*** 本文 ***
デスノート Light up the NEW world

(C)大場つぐみ・小畑健/集英社 (C)2016「DEATH NOTE」FILM PARTNERS

 ストーリーにご都合主義の部分が感じられるものの、終盤に向けてサスペンスは一気に盛り上がります。

 また、新たに登場した悪魔たちの造形には、目を見張らせるものも。

 さらにっ!

 映画の終幕、エンドロールが流れた後に、あの人物が伝説の名台詞を!?

 と、至る所に凝らした工夫は認めざるを得ません。さて貴方は、この作品をどのように評価するのでしょうか?

 

/// end of the “cinemaアラカルト181 「デスノート Light up the New world」”///

 

(追伸)

岸波

 この映画で唯一「うるっ」としたのは、弥海砂(戸田恵梨香)の命運が尽きて死ぬシーン。
*** 抜粋データ ***
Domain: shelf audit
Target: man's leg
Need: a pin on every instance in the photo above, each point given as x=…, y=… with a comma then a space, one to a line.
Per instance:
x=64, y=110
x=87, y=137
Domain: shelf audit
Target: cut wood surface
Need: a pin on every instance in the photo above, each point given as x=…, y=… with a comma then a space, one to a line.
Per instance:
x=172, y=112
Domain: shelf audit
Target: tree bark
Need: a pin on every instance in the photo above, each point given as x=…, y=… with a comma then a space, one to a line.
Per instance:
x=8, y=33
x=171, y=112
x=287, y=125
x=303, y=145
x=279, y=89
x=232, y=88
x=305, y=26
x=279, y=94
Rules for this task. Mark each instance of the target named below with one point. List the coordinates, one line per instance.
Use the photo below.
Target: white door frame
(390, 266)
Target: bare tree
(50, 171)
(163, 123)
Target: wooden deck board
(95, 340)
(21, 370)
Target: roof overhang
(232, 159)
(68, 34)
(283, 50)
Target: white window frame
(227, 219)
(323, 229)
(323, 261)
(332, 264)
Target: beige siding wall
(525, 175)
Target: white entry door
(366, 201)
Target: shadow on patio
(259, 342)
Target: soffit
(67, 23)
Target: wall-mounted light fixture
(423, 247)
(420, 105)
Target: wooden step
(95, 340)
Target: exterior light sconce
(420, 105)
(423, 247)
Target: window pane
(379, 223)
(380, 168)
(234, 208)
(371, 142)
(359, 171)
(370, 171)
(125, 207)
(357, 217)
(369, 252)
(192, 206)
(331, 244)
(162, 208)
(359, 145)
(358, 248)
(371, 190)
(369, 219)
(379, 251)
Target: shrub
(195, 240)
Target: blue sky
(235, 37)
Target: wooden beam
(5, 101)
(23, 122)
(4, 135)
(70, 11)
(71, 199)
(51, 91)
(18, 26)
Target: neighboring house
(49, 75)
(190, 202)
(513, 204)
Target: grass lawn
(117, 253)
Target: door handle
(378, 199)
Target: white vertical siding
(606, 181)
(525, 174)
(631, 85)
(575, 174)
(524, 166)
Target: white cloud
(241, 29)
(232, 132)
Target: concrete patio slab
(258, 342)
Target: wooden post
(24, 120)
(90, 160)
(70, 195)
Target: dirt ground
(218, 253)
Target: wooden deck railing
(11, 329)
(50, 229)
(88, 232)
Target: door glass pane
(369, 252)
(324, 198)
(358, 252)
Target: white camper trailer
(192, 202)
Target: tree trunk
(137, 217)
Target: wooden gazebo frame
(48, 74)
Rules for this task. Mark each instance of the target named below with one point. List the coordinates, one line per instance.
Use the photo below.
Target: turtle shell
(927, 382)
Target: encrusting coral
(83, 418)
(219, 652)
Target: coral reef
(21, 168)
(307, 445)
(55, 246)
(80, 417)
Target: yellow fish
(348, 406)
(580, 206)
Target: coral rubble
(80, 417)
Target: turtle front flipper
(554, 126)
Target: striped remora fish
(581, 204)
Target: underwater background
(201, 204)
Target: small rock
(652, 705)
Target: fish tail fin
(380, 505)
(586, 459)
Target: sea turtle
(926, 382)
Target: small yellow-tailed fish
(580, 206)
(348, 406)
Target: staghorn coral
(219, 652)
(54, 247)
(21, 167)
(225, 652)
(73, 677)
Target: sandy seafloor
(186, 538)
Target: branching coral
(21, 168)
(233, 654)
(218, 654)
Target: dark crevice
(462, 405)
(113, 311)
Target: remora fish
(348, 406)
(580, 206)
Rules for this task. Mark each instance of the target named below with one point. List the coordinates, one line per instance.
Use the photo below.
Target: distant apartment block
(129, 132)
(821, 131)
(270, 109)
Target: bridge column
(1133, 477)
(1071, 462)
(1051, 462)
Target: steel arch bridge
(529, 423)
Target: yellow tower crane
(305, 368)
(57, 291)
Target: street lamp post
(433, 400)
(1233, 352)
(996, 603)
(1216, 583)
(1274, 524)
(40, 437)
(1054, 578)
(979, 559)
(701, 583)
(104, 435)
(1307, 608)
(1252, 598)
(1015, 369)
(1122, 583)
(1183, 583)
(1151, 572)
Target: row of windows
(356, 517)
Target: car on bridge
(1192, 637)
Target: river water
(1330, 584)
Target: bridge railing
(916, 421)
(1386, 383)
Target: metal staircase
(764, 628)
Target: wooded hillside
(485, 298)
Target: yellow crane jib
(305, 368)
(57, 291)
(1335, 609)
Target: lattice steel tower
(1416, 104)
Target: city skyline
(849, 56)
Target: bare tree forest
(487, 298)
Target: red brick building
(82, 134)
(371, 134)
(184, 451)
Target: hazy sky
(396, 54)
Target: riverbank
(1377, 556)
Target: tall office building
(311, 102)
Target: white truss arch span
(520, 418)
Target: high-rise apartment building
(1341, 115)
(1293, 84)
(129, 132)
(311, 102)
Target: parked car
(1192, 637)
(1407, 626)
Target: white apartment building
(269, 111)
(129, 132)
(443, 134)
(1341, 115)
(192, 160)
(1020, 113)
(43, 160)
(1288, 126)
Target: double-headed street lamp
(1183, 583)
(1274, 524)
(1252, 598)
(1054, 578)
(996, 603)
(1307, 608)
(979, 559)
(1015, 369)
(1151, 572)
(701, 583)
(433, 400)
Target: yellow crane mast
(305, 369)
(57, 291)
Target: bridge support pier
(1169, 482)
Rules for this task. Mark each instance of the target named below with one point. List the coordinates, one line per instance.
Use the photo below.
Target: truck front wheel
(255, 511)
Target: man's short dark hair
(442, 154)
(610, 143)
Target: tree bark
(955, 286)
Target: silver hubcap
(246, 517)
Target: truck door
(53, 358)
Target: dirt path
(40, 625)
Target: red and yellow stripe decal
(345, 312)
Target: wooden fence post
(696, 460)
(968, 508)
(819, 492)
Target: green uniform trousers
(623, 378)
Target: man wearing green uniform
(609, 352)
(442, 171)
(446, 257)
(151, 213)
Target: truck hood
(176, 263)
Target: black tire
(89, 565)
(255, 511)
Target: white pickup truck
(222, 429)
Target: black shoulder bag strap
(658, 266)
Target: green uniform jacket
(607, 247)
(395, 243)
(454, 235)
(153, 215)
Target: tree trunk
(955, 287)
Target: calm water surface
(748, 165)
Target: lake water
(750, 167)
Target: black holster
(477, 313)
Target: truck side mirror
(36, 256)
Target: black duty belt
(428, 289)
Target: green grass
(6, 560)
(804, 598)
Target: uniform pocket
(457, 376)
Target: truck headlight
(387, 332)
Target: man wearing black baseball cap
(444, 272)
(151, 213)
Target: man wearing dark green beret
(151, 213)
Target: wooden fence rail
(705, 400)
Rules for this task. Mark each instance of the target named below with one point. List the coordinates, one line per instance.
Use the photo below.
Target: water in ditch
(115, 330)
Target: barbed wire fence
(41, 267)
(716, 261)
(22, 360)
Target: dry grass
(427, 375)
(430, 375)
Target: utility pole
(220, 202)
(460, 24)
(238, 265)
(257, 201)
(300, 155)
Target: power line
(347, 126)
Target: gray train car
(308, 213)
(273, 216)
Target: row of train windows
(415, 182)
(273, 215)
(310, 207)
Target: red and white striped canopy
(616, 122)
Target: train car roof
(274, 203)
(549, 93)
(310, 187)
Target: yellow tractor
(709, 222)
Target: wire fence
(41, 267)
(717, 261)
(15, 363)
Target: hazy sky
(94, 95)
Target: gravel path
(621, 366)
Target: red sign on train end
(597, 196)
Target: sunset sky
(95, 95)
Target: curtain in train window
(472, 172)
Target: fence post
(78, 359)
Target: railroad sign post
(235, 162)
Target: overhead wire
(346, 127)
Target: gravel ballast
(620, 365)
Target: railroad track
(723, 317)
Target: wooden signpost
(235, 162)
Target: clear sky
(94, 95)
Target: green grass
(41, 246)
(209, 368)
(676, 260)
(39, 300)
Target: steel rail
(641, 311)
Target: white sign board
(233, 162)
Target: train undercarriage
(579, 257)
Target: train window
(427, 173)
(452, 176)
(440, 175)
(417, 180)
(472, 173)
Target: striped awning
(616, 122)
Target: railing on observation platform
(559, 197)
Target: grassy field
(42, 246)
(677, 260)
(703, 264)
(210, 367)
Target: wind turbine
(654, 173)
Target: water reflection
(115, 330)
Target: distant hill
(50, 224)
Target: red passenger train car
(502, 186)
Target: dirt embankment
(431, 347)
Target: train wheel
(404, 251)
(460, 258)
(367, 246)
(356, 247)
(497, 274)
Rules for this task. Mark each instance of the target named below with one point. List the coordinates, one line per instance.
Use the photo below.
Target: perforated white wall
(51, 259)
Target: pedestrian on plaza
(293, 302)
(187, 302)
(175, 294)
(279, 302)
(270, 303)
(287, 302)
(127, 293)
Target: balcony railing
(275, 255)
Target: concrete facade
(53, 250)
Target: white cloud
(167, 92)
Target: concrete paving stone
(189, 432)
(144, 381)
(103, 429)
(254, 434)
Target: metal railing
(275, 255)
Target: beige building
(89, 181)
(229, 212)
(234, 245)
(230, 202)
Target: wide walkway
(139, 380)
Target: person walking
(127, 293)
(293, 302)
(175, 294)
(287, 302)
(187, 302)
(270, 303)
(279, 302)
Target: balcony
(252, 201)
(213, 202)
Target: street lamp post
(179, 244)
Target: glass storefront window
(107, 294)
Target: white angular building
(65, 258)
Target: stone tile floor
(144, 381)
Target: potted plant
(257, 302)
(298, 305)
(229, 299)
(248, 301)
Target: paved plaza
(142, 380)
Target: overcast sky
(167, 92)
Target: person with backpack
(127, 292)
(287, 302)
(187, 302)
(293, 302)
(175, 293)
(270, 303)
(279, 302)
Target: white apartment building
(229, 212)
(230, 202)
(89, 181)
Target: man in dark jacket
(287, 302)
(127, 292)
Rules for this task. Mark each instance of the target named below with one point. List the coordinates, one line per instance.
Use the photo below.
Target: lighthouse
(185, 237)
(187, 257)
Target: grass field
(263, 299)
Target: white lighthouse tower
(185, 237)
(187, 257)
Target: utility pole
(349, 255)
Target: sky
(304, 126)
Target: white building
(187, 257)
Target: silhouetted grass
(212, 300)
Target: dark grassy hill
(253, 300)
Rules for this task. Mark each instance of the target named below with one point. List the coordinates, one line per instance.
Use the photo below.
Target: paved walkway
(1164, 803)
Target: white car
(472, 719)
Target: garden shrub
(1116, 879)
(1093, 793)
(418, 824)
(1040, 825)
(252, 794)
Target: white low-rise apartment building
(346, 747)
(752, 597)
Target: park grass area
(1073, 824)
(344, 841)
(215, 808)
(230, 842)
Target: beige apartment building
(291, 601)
***
- [実施する課題]:
a - 本文で、岸波がこの映画で唯一「うるっ」としたのはどのシーンですか。
b - エントリーのうち「Target: sandy seafloor」を含む行から「(1169, 482)」を含む行までを、「yellow」を「orange」に差し替えて示してください。

- [出力結果]:
a - 弥海砂(戸田恵梨香)の命運が尽きて死ぬシーンです。

b -
Target: sandy seafloor
(186, 538)
Target: branching coral
(21, 168)
(233, 654)
(218, 654)
Target: dark crevice
(462, 405)
(113, 311)
Target: remora fish
(348, 406)
(580, 206)
Rules for this task. Mark each instance of the target named below with one point. List the coordinates, one line per instance.
Use the photo below.
Target: distant apartment block
(129, 132)
(821, 131)
(270, 109)
Target: bridge column
(1133, 477)
(1071, 462)
(1051, 462)
Target: steel arch bridge
(529, 423)
Target: orange tower crane
(305, 368)
(57, 291)
Target: street lamp post
(433, 400)
(1233, 352)
(996, 603)
(1216, 583)
(1274, 524)
(40, 437)
(1054, 578)
(979, 559)
(701, 583)
(104, 435)
(1307, 608)
(1252, 598)
(1015, 369)
(1122, 583)
(1183, 583)
(1151, 572)
Target: row of windows
(356, 517)
Target: car on bridge
(1192, 637)
Target: river water
(1330, 584)
Target: bridge railing
(916, 421)
(1386, 383)
Target: metal staircase
(764, 628)
Target: wooded hillside
(485, 298)
Target: orange crane jib
(305, 368)
(57, 291)
(1335, 609)
Target: lattice steel tower
(1416, 104)
Target: city skyline
(849, 56)
Target: bare tree forest
(487, 298)
Target: red brick building
(82, 134)
(371, 134)
(184, 451)
Target: hazy sky
(396, 54)
Target: riverbank
(1377, 556)
Target: tall office building
(311, 102)
Target: white truss arch span
(520, 418)
Target: high-rise apartment building
(1341, 115)
(1293, 84)
(129, 132)
(311, 102)
Target: parked car
(1192, 637)
(1407, 626)
Target: white apartment building
(269, 111)
(129, 132)
(443, 134)
(1341, 115)
(192, 160)
(1020, 113)
(43, 160)
(1288, 126)
Target: double-headed street lamp
(1183, 583)
(1274, 524)
(1252, 598)
(1054, 578)
(996, 603)
(1307, 608)
(979, 559)
(1015, 369)
(1151, 572)
(701, 583)
(433, 400)
Target: orange crane mast
(305, 369)
(57, 291)
Target: bridge support pier
(1169, 482)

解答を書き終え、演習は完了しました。